Tech Layoffs: Decline in PC Sales Force Dell to Downsize Workforce
American-based technology company, Dell has recently disclosed plans to eliminate about 6,500 jobs following the decline in the sales of personal computers (PCs).
The reduction will amount to about 5% of Dell’s global workforce as the tech giant’s Co-Chief operating officer Jeff Clarke disclosed that Dell is facing market conditions that continue to erode with an uncertain future.
He further disclosed that the previous cost-cutting measures which included a pause on hiring and limits on travel, were no longer enough, hence the need to eliminate thousands of jobs to drive efficiency.
The sales of PC massively declined in 2022, dropping by more than 25% year-over-year in the last quarter of 2022. Every major PC vendor was faced with a heavy decline in PC sales, with Dell technologies being hit the hardest in the fourth quarter after experiencing as much as a 37% drop in sales.

** CHALLENGES **
(A) Decide whether each statement below agrees with the Dell article, answering yes or no and quoting the words that settle it.
(i) Dell plans to eliminate about 6,500 jobs.
(ii) The job cuts make up about 10% of Dell's global workforce.
(iii) Dell's earlier cost-cutting measures included a pause on hiring.
(B) Using the Dell article, answer these questions:
(i) Who is Dell's Co-Chief operating officer?
(ii) By how much did PC sales fall year-over-year in the last quarter of 2022?
(iii) How large a sales drop did Dell experience in the fourth quarter?

** DATA SECTION **
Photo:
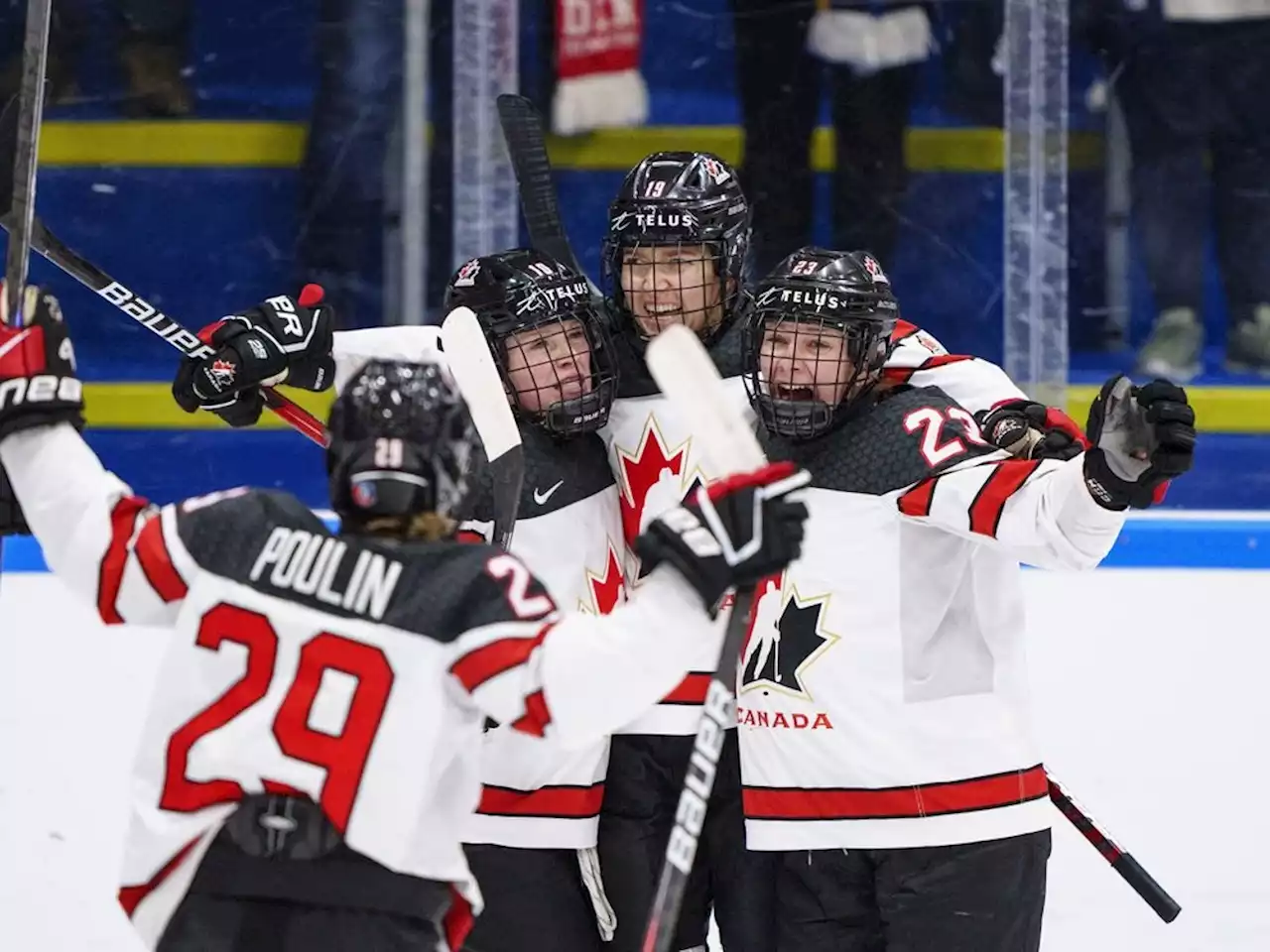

** WRITTEN ANSWERS **
(A)
(i) Yes: "eliminate about 6,500 jobs"
(ii) No: "about 5% of Dell’s global workforce"
(iii) Yes: "a pause on hiring and limits on travel"

(B)
(i) Jeff Clarke
(ii) By more than 25%
(iii) As much as 37%